REQUIRED WORK: Copy out everything from the row that contains "Objective — one pin per instance of the glare" down to the end of the rows below, keeping every line, and shift each x and y coordinate in the answers up by 61.
===============
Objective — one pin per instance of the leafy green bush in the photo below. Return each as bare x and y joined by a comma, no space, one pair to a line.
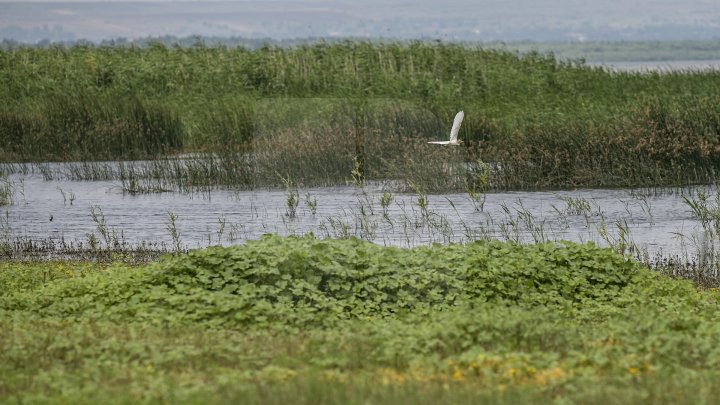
305,281
297,319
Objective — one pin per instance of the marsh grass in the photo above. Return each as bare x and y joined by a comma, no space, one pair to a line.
308,110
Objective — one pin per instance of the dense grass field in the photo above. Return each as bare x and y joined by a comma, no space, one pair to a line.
305,320
308,110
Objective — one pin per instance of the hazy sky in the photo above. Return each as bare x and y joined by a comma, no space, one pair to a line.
30,20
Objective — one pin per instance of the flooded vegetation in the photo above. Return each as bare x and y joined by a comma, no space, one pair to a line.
270,225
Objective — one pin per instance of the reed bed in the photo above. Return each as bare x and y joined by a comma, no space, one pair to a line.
311,109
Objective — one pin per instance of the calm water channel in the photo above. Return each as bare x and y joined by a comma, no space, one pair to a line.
658,220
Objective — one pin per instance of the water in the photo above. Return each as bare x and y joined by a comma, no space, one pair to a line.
658,222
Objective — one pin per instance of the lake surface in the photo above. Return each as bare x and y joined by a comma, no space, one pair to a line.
657,221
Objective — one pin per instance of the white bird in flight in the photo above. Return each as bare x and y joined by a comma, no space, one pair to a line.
453,132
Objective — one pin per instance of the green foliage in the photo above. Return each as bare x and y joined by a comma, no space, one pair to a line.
340,321
294,282
546,123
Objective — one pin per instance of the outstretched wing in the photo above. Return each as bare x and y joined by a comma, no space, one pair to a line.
456,126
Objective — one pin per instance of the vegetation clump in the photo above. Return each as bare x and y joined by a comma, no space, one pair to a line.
298,318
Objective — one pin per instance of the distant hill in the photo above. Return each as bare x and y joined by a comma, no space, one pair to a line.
456,20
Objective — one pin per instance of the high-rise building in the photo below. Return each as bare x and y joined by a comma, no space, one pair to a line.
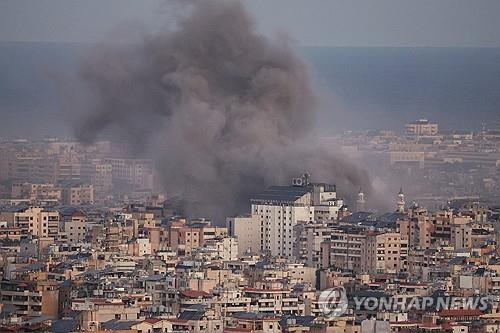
276,211
360,202
421,127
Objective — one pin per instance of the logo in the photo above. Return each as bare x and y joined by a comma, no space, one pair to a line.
333,302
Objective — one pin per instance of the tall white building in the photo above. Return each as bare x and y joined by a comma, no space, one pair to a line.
276,211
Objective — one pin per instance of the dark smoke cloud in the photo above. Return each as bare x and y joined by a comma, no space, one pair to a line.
224,111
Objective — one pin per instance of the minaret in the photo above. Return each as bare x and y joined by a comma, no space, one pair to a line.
401,201
360,203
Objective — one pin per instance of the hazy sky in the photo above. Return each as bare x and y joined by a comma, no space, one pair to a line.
460,23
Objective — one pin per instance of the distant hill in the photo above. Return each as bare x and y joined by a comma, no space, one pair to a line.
370,87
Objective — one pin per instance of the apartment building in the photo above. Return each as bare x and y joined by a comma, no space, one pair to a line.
82,194
421,127
344,249
276,211
384,253
75,225
36,221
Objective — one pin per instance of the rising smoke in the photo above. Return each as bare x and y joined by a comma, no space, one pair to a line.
223,111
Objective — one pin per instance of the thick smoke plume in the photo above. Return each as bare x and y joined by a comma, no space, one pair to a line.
224,111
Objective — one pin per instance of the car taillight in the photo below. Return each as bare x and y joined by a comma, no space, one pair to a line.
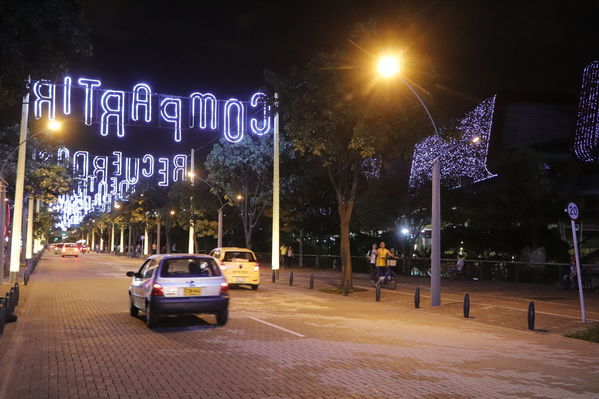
224,288
157,290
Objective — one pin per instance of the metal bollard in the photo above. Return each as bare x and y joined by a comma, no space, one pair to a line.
531,315
17,294
467,305
2,315
9,308
417,298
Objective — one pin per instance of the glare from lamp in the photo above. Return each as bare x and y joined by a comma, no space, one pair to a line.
388,66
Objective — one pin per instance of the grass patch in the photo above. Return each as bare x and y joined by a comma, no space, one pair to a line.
===============
ANSWER BELOW:
Objective — one pin per instance of the glare from lamp in the photo above. Return each as bare x and y joined by a comma, no space, one pair to a line.
449,127
Objective — one pin per instance of the grass patch in the photo above. Return each as bare x and y joined by a comma, no space, one pair to a line.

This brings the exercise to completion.